• _What you should do_
Please rewrite the listing from the line with "stem shown in the photo above." through the end of the listing, both ends included, keeping every line in that range and offsetting each coordinate in the answers by -147.

• _Data for the task_

**********

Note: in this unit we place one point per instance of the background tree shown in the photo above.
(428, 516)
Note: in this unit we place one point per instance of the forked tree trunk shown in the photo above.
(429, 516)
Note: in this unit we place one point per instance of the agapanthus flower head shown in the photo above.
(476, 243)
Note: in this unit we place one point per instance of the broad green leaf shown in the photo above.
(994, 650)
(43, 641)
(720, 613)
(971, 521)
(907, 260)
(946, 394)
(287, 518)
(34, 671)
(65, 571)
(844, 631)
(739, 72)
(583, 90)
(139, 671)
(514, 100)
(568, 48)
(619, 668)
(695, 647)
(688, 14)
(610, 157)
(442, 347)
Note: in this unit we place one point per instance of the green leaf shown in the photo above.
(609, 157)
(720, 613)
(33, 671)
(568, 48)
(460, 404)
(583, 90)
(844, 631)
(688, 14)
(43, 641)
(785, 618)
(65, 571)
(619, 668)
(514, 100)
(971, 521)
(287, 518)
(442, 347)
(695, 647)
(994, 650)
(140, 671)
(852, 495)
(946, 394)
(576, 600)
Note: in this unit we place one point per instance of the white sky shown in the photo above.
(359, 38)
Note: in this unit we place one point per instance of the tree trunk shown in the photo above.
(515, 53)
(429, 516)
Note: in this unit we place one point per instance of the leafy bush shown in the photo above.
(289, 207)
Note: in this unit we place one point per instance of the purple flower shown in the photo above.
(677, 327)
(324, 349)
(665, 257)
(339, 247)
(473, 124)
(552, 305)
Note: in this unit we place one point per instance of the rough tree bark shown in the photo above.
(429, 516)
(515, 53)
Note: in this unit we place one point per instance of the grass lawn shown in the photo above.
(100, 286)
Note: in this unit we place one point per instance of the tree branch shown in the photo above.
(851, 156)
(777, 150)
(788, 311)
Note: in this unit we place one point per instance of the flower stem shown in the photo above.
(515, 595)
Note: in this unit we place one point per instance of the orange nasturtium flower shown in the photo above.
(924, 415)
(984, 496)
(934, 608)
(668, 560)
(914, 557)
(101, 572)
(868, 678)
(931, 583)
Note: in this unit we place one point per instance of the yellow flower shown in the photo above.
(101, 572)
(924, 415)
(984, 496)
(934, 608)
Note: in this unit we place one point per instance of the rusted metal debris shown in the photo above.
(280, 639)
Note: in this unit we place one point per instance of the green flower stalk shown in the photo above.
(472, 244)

**********

• _Response below_
Note: in this unit we place one point per instance of the flower stem shown in the photo above.
(368, 448)
Note: in this unit we place one point per instance of the orange nasturtium flower shown in the photo above.
(777, 268)
(837, 349)
(787, 461)
(521, 413)
(767, 410)
(-46, 425)
(721, 531)
(784, 436)
Note: in this unit we place one point per instance of the yellow flower shown in the photo above.
(-46, 425)
(777, 268)
(837, 349)
(787, 461)
Note: in this unit we place one point per instance of the rusted metal debris shown in the photo above.
(133, 492)
Note: in this unit we place one point per instance of the green flower stalk shown in the photo above.
(325, 97)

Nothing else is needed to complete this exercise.